— start DATASET ROWS —

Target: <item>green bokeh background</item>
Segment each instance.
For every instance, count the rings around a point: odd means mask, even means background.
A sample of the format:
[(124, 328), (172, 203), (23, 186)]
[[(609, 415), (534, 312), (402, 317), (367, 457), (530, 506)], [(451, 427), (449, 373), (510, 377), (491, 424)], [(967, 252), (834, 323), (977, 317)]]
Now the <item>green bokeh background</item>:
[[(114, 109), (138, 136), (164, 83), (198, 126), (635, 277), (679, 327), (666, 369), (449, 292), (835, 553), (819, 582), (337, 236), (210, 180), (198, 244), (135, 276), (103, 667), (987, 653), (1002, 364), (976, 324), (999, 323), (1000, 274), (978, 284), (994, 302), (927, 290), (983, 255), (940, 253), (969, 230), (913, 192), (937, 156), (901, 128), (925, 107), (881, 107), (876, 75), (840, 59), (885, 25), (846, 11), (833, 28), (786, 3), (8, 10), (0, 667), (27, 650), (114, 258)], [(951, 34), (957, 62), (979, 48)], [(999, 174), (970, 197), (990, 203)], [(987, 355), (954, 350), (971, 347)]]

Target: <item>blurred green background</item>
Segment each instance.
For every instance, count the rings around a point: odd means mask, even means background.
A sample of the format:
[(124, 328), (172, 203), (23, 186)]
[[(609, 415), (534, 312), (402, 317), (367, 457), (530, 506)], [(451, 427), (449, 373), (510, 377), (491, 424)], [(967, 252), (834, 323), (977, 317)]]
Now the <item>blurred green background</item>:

— end DATASET ROWS —

SHORT TASK: Return each of the rows above unchanged, line for line.

TASK SOLUTION:
Target: <item>green bokeh background</item>
Segment each instance.
For every instance, count the rings around a point: odd means mask, even means background.
A sample of the format:
[(124, 328), (172, 203), (23, 186)]
[[(609, 415), (534, 312), (402, 317), (367, 457), (530, 506)], [(451, 427), (449, 373), (510, 377), (491, 424)], [(967, 252), (834, 323), (977, 317)]]
Now the <item>green bokeh background</item>:
[[(114, 109), (138, 136), (164, 83), (198, 126), (635, 277), (679, 327), (666, 369), (449, 292), (835, 553), (819, 582), (337, 236), (210, 180), (198, 244), (135, 276), (103, 667), (987, 653), (1002, 364), (976, 324), (999, 323), (1000, 274), (978, 284), (994, 302), (927, 290), (983, 255), (940, 253), (969, 230), (913, 192), (937, 156), (901, 128), (925, 107), (881, 107), (876, 75), (840, 59), (885, 25), (846, 11), (833, 28), (786, 3), (8, 10), (0, 667), (27, 650), (114, 258)], [(951, 34), (957, 62), (979, 48)], [(999, 174), (970, 197), (990, 203)], [(987, 355), (954, 350), (971, 347)]]

Target: <item>blurred green background</item>
Segment each instance.
For every instance, count the rings around a point: odd means mask, even means background.
A sample of the format:
[(124, 328), (172, 203), (23, 186)]
[[(609, 415), (534, 312), (402, 317), (367, 457), (530, 506)], [(451, 427), (449, 373), (510, 377), (491, 424)], [(967, 252), (834, 323), (977, 317)]]
Now the <item>blurred green background</item>:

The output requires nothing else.